Par ailleurs, le vocable de Saint-Jean est peu usité par les Templiers qui lui préfèrent les appellations de « Temple », « Commanderie », ou « Chevalerie ». — JOSSERAND, Philippe, Les templiers en Bretagne, Editions Jean-Paul Gisserot, 2011, 32 p., (« Patrimoine Culturel Gisserot »). —
Une architecture templière ?
Selon Jean Markale, la chapelle Saint-Jean garde quelques caractéristiques de l’architecture templière.
— MARKALE, Jean, Guide spirituel de la forêt de Brocéliande, Monaco, Éditions du Rocher, 1996.
[pages 31-34] —
Cette affirmation est pourtant sujette à caution. Aucune étude de l’architecture religieuse bretonne de l’Ordre du Temple ou des Hospitaliers n’a pu être réalisée en raison d’un corpus trop limité pour pouvoir être significatif.
Qui sait que Michèle Boccard-Billon, il y a dix ans, a interrompu un projet de recherche sur l’architecture de l’Hôpital dans le duché, par manque de témoins archivistiques et monumentaux suffisants, devrait s’en étonner, le Temple étant aussi pauvrement doté que son homologue.

Données sources →
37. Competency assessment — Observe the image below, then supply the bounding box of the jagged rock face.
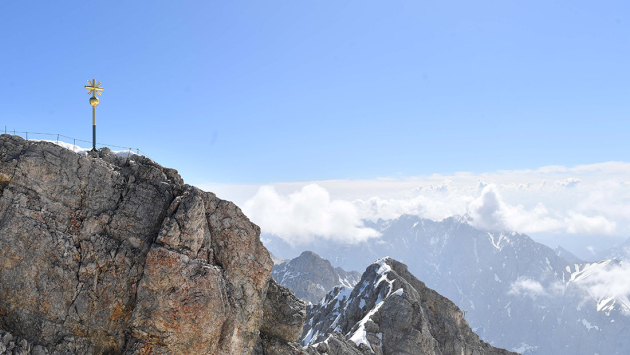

Consigne A → D'après le texte sur la chapelle Saint-Jean, quelles appellations les Templiers préfèrent-ils au vocable de Saint-Jean ?
Consigne B → Rédigez la suite du texte sur la chapelle Saint-Jean, en reprenant après sa dernière phrase.

Réponse attendue A → Ils lui préfèrent les appellations de « Temple », « Commanderie » ou « Chevalerie ».

Réponse attendue B →
Quant à Christian Boulay, il écrit en 2003 que Ce petit ensemble architectural monacal et militaire composé de quelques bâtiments sommairement fortifiés rassemblait fin 13e, début 14e siècle, une garnison réduite, dépendant hiérarchiquement du précepteur local.
— F.F.R.P., Topoguide FFRandonnée ; Brocéliande à pied, Paris, F.F.R.P., 2003.
[pages 90-91] —
Là encore, la possibilité de rattacher l’ermitage Saint-Jean à un ensemble architectural monacal et militaire
se heurte à l’absence d’éléments comparatifs.
Si le bâti religieux hérité des Templiers en Bretagne apparait modeste, les traces de leur édifices militaires et civils sont encore bien plus maigres.
Des traditions populaires liées aux Templiers ?
L’absence d’éléments historiques n’est cependant pas la preuve que les Templiers ou les Hospitaliers de Saint-Jean n’ont jamais possédé Saint-Jean de Campénéac.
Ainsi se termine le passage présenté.